··· RECORDS FOR THE TASK
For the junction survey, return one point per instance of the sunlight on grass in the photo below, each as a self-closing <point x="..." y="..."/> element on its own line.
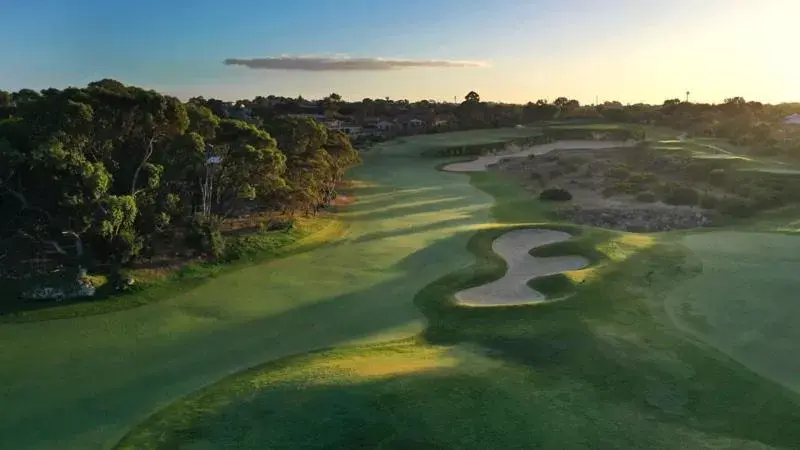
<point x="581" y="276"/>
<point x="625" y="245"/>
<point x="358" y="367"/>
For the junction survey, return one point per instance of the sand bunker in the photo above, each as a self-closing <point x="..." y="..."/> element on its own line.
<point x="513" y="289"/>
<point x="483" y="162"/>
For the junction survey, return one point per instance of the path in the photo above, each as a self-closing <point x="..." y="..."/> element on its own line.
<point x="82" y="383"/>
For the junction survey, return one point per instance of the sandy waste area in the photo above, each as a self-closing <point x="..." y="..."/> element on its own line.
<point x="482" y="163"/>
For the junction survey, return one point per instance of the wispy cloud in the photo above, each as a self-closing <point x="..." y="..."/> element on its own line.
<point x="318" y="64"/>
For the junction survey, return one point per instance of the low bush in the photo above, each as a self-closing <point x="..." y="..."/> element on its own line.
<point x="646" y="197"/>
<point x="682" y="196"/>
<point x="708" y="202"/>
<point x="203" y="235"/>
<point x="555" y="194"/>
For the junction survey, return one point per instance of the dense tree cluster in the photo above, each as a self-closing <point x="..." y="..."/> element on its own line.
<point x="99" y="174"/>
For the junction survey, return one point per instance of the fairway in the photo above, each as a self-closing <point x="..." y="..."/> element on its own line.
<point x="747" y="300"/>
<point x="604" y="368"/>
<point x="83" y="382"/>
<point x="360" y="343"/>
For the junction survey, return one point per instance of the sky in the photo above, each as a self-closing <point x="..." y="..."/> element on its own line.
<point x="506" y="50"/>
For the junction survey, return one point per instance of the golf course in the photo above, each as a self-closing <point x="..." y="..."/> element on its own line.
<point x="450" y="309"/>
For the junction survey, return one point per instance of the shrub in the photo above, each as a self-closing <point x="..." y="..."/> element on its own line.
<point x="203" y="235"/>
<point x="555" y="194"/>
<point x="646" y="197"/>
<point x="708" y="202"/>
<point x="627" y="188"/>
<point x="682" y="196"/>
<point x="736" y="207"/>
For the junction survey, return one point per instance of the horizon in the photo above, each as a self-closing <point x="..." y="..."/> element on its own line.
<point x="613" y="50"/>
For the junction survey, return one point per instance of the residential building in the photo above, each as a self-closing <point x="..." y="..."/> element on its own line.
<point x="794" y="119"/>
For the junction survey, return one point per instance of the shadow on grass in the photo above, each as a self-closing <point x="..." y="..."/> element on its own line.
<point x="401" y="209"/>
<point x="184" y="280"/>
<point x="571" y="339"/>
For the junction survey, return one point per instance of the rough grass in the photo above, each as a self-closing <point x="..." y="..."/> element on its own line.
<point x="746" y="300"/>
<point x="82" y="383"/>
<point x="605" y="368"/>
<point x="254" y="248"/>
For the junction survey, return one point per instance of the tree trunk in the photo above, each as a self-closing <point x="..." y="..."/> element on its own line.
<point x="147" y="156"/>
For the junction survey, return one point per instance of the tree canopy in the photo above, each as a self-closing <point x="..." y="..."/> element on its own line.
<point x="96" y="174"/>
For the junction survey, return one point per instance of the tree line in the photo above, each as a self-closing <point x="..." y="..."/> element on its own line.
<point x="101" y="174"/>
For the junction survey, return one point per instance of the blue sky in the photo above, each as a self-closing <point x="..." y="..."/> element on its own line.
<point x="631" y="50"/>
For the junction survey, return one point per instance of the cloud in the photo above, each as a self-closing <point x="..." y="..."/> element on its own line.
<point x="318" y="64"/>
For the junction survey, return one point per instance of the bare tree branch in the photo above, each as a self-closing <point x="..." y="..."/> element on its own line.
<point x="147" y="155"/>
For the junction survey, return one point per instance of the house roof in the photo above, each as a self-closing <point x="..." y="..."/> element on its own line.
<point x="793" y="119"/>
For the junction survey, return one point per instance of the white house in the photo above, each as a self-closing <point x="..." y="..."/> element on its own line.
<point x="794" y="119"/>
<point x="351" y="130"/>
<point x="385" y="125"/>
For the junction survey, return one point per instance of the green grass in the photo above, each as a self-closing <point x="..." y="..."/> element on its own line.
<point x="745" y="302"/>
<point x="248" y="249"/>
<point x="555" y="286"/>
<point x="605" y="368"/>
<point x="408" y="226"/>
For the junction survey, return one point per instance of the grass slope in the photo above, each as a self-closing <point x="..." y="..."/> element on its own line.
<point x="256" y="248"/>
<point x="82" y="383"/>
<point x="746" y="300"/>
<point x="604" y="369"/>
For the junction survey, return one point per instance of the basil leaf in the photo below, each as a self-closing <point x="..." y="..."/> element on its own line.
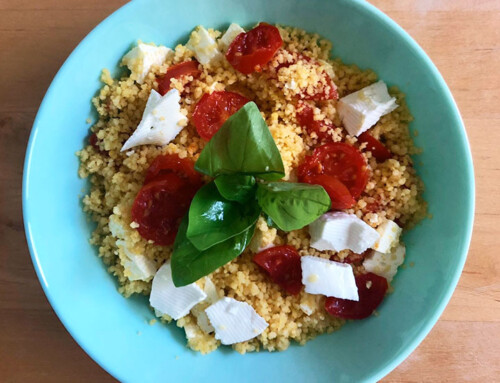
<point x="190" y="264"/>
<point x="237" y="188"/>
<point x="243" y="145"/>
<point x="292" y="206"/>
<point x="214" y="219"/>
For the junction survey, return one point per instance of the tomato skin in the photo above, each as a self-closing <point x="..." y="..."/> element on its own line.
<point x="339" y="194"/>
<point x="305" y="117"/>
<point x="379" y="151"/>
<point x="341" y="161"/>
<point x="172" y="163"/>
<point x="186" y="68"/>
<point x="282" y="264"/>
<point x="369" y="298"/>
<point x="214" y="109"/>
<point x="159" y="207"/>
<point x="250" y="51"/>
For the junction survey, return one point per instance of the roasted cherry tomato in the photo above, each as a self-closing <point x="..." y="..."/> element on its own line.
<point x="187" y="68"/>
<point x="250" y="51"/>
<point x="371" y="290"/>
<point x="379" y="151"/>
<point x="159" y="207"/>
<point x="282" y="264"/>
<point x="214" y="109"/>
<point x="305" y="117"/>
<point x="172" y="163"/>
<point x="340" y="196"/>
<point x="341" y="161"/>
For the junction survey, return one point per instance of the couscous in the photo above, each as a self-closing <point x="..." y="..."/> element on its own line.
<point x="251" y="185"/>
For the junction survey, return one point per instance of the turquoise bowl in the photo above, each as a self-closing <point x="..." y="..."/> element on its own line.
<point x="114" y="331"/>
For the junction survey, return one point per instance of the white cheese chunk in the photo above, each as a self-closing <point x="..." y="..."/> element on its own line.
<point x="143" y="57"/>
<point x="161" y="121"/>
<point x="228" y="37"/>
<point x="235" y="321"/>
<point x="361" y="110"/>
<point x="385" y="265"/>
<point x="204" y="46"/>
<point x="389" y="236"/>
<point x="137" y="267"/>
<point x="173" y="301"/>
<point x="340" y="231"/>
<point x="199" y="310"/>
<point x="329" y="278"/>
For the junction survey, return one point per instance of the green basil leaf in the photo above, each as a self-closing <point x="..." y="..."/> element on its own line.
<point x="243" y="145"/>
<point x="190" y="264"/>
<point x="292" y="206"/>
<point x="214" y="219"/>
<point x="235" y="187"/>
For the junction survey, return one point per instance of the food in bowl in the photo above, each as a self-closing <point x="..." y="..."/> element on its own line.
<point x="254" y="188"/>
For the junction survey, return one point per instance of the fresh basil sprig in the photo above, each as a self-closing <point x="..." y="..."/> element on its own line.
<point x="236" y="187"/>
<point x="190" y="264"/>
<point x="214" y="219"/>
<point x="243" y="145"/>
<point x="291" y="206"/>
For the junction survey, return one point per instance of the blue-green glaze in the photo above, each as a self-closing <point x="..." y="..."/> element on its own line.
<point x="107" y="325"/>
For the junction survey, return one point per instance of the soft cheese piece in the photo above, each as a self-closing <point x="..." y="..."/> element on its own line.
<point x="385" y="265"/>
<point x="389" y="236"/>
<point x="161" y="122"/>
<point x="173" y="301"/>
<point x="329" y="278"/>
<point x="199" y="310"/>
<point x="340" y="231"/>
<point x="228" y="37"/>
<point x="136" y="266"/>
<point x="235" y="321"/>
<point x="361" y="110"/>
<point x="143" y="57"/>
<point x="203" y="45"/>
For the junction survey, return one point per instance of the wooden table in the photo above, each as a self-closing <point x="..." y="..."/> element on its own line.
······
### EXERCISE DESCRIPTION
Every line above should be returned word for word, with the pictures left behind.

### OUTPUT FOR THIS TASK
For the junction survey, return one point per instance of the sunlight on grass in the photo below, each as a self-closing <point x="..." y="..."/> element on its own line.
<point x="581" y="276"/>
<point x="625" y="245"/>
<point x="358" y="367"/>
For the junction survey, return one point per instance of the sand bunker in the photo above, each as a self-closing <point x="..." y="..."/> element on its own line.
<point x="513" y="289"/>
<point x="483" y="162"/>
For the junction survey, return one point per instance of the path in the photo above, each as a self-closing <point x="..." y="..."/> element on its own line.
<point x="82" y="383"/>
For the junction survey, return one point per instance of the sandy waste area in the photo above, each as a self-closing <point x="..." y="..."/> element on its own line.
<point x="482" y="163"/>
For the junction survey, return one point per instance of the wispy cloud in the photo above, each as a self-closing <point x="..." y="..."/> element on its own line.
<point x="318" y="64"/>
For the junction survey, return one point per instance of the low bush in the photo above, each as a self-closing <point x="..." y="..."/> element on its own line.
<point x="646" y="197"/>
<point x="682" y="196"/>
<point x="708" y="202"/>
<point x="203" y="235"/>
<point x="555" y="194"/>
For the junction survey, return one point per instance of the dense tree cluster in the photo above, each as a self-closing <point x="..." y="..."/> element on its own line.
<point x="99" y="174"/>
For the junction survey, return one point per instance of the fairway in the photo above, each as a self-closing <point x="..." y="..."/> element on its own line.
<point x="747" y="300"/>
<point x="604" y="368"/>
<point x="83" y="382"/>
<point x="360" y="343"/>
For the junction survey, return one point per instance of the sky in the photo above, each as a self-closing <point x="..." y="..."/> element on its own line.
<point x="506" y="50"/>
For the junction survey, return one point per instance of the golf course in the photo above, each as a self-closing <point x="..." y="..."/> element on its own line.
<point x="450" y="309"/>
For the junction survey, return one point per instance of the shrub in the photo above, each as a self-closing <point x="..." y="..."/> element on its own line.
<point x="203" y="235"/>
<point x="555" y="194"/>
<point x="646" y="197"/>
<point x="708" y="202"/>
<point x="627" y="188"/>
<point x="682" y="196"/>
<point x="736" y="207"/>
For the junction survey, return one point per instance of the horizon in the photo above, each as a self-closing <point x="..." y="..."/> element on its own line.
<point x="613" y="50"/>
For the junction survey, return one point per instance of the residential building in the photo above, each as a self-closing <point x="..." y="..."/> element on its own line.
<point x="794" y="119"/>
For the junction survey, return one point per instance of the shadow on grass in the photo above, each as a self-closing <point x="..." y="..."/> element on its own line.
<point x="401" y="209"/>
<point x="184" y="280"/>
<point x="571" y="339"/>
For the junction survey, return one point per instance of the rough grass in the photo above, each as a self-closing <point x="..." y="..."/> element on its own line.
<point x="746" y="300"/>
<point x="82" y="383"/>
<point x="605" y="368"/>
<point x="254" y="248"/>
For the junction survey, return one point per instance of the tree trunk in the photo above, each as a self-closing <point x="..." y="..."/> element on its own line.
<point x="147" y="156"/>
For the junction survey, return one point per instance of the tree canopy in the photo above, each as a self-closing <point x="..." y="..."/> element on its own line.
<point x="96" y="174"/>
For the junction survey, return one point per instance of the tree line in the photo above, each as a self-closing <point x="..." y="..."/> element on its own line.
<point x="101" y="174"/>
For the junction survey, return one point per instance of the blue sky in the photo above, each as a self-closing <point x="..." y="..."/> element on its own line.
<point x="631" y="50"/>
For the junction survey, return one point per instance of the cloud in the photo above, each as a self-closing <point x="..." y="..."/> element on its own line.
<point x="318" y="64"/>
For the junction survey, return one point per instance of the bare tree branch in the photo above, each as a self-closing <point x="..." y="..."/> element on its own line.
<point x="147" y="155"/>
For the junction survey, return one point per instance of the house roof in the photo above, each as a self-closing <point x="..." y="..."/> element on its own line.
<point x="793" y="119"/>
For the junction survey, return one point per instance of the white house in the photo above, each as a self-closing <point x="..." y="..."/> element on its own line.
<point x="794" y="119"/>
<point x="351" y="130"/>
<point x="385" y="125"/>
For the junction survey, return one point per instance of the green grass in the photo above, each as a self-closing <point x="..." y="..."/> element on its own line.
<point x="745" y="302"/>
<point x="248" y="249"/>
<point x="555" y="286"/>
<point x="605" y="368"/>
<point x="408" y="226"/>
For the junction survey, return one point per instance of the grass slope in the photo above, each as a self-closing <point x="..." y="..."/> element on its own line.
<point x="256" y="248"/>
<point x="82" y="383"/>
<point x="746" y="300"/>
<point x="604" y="369"/>
For the junction survey, return one point per instance of the basil leaf in the photo below, each as a self-closing <point x="..." y="..."/> element on its own line.
<point x="190" y="264"/>
<point x="237" y="188"/>
<point x="243" y="145"/>
<point x="292" y="206"/>
<point x="214" y="219"/>
For the junction survey, return one point per instance of the tomato skin in the photo above, each as a self-closing <point x="..." y="..."/> element on its own line.
<point x="339" y="194"/>
<point x="305" y="117"/>
<point x="379" y="151"/>
<point x="341" y="161"/>
<point x="172" y="163"/>
<point x="186" y="68"/>
<point x="282" y="264"/>
<point x="369" y="298"/>
<point x="214" y="109"/>
<point x="159" y="207"/>
<point x="250" y="51"/>
For the junction survey, return one point per instance of the roasted cherry tomato in the photo above, each as a self-closing <point x="..." y="..."/> element on its own line.
<point x="187" y="68"/>
<point x="250" y="51"/>
<point x="371" y="290"/>
<point x="379" y="151"/>
<point x="159" y="207"/>
<point x="282" y="264"/>
<point x="214" y="109"/>
<point x="305" y="117"/>
<point x="172" y="163"/>
<point x="340" y="196"/>
<point x="341" y="161"/>
For the junction survey, return one point per instance of the couscous in the photo above, each as a self-closing <point x="..." y="..."/> element on its own line.
<point x="251" y="185"/>
For the junction survey, return one point per instance of the turquoise bowl in the photo above, each as a self-closing <point x="..." y="..."/> element on its own line.
<point x="114" y="331"/>
For the junction survey, return one point per instance of the white cheese chunk in the photo above, each as a self-closing <point x="..." y="..."/> element on its own line.
<point x="143" y="57"/>
<point x="161" y="121"/>
<point x="228" y="37"/>
<point x="235" y="321"/>
<point x="361" y="110"/>
<point x="385" y="265"/>
<point x="204" y="46"/>
<point x="389" y="236"/>
<point x="137" y="267"/>
<point x="173" y="301"/>
<point x="340" y="231"/>
<point x="199" y="310"/>
<point x="329" y="278"/>
For the junction survey, return one point per instance of the green basil leaf in the photo above, each as a self-closing <point x="..." y="..."/> element on its own line.
<point x="243" y="145"/>
<point x="190" y="264"/>
<point x="292" y="206"/>
<point x="214" y="219"/>
<point x="235" y="187"/>
For the junction survey, return one point per instance of the food in bowl in the photo above, each as a self-closing <point x="..." y="..."/> element on its own line.
<point x="254" y="188"/>
For the junction survey, return one point per instance of the fresh basil sprig in the photo above, each as a self-closing <point x="..." y="..."/> element on its own line.
<point x="236" y="187"/>
<point x="190" y="264"/>
<point x="214" y="219"/>
<point x="243" y="145"/>
<point x="291" y="206"/>
For the junction survey, return one point per instance of the blue-green glaze in the photo above, each as a self-closing <point x="..." y="..."/> element on its own line.
<point x="107" y="325"/>
For the junction survey, return one point per instance of the soft cheese piece in the photo above, each as a self-closing <point x="..." y="..."/> element on its own line.
<point x="385" y="265"/>
<point x="389" y="236"/>
<point x="161" y="122"/>
<point x="173" y="301"/>
<point x="329" y="278"/>
<point x="199" y="310"/>
<point x="340" y="231"/>
<point x="228" y="37"/>
<point x="136" y="266"/>
<point x="235" y="321"/>
<point x="361" y="110"/>
<point x="143" y="57"/>
<point x="203" y="45"/>
For the junction survey, return one point per instance of the wooden table in the photo above, each as a self-closing <point x="..." y="..."/> element on its own line.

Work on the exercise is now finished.